*Aim of the exercise*:
Copy the stretch of the decoder forum thread from "## dagnarble (Mar" through "(Aug 24, 2010)", changing "RS11" to "RS3" each time it appears.

# decoder???



## dagnarble (Mar 23, 2010)

I think I posted in the wrong forum yesterday. Here is my questions. My Atlas RS11's board has a plug on one end, but all the pictures I see on websites indicated you just change the board to move to DCC. Was there some RS11 models that had plugs so you just bought the proper decoder??? ALSO is there a decoder for a S3 that is better suited to its size? Thanks


----------



## Bman (Aug 24, 2010)

I don't know if you found an answer to this question or not, but I have some newer Atlas Silver engines and I wouldn't want anybody to do what I did. I like to use digitrax decoders and when I bought a GP40 the recommended decoder was the board replacement decoder DH165A0. Not a big deal to install except for the fact the new board was longer than the original and it did not fit very well in the loco at all. I really had to "shoe horn'' it in, not really proud of that install. When I bought my next atlas, a GP40-2 I just bought a decoder with an eight pin socket, a DH163PS and it plugged right in.

*Data entries*:
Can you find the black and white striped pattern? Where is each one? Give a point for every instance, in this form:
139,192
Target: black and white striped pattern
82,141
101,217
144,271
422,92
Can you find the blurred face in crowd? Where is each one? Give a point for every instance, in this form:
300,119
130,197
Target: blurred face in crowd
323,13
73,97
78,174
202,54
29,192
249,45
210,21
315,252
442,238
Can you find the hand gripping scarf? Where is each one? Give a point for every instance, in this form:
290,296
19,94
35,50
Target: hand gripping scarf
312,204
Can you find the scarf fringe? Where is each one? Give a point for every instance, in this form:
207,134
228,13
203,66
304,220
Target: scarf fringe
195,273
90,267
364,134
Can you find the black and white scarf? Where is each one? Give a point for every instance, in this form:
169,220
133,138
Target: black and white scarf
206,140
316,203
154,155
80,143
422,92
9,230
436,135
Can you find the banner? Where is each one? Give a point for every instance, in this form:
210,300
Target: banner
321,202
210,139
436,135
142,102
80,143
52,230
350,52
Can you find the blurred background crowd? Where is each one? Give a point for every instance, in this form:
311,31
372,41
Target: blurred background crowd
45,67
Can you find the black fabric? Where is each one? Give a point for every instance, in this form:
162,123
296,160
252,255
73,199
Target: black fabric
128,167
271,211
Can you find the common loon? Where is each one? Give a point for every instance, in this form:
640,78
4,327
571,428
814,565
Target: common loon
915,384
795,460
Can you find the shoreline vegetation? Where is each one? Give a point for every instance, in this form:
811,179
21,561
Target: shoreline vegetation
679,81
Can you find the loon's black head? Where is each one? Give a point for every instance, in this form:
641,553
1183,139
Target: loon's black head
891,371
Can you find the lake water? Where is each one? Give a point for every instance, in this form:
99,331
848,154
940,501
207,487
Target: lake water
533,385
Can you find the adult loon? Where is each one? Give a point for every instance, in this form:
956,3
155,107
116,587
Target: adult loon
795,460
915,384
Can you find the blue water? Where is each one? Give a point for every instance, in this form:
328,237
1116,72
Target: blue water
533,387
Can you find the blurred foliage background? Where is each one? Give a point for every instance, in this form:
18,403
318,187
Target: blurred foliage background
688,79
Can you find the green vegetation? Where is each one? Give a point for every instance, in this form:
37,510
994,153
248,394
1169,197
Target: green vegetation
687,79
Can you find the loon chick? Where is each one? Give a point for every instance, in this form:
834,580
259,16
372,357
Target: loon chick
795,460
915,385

*Result*:
## dagnarble (Mar 23, 2010)

I think I posted in the wrong forum yesterday. Here is my questions. My Atlas RS3's board has a plug on one end, but all the pictures I see on websites indicated you just change the board to move to DCC. Was there some RS3 models that had plugs so you just bought the proper decoder??? ALSO is there a decoder for a S3 that is better suited to its size? Thanks


----------



## Bman (Aug 24, 2010)